[Directions for this task]: Substitute "marker" for every "pin" in the lines below and change nothing else. Leave the pictures out of your answer.

— Start Given entries —

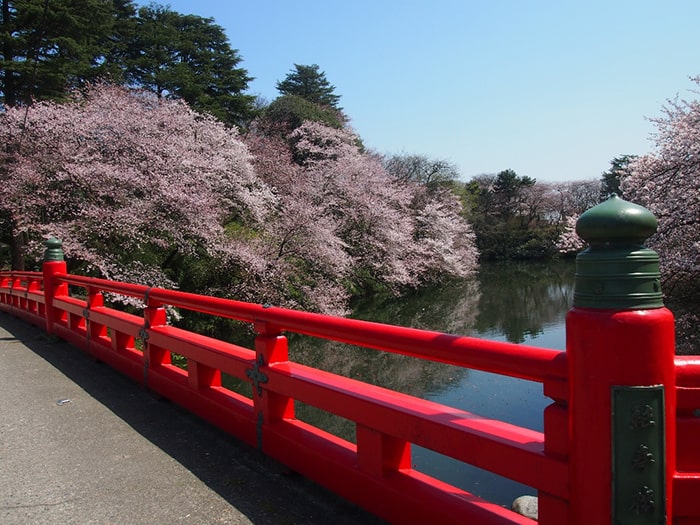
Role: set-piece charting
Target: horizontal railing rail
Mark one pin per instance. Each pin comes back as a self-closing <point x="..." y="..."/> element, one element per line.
<point x="374" y="469"/>
<point x="387" y="422"/>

— End Given entries —

[Answer for the task]:
Role: set-piece charting
Target: horizontal railing rail
Mark one marker per instance. Each marker comes back as a self-closing <point x="..." y="..."/> element, one element per line.
<point x="374" y="469"/>
<point x="387" y="422"/>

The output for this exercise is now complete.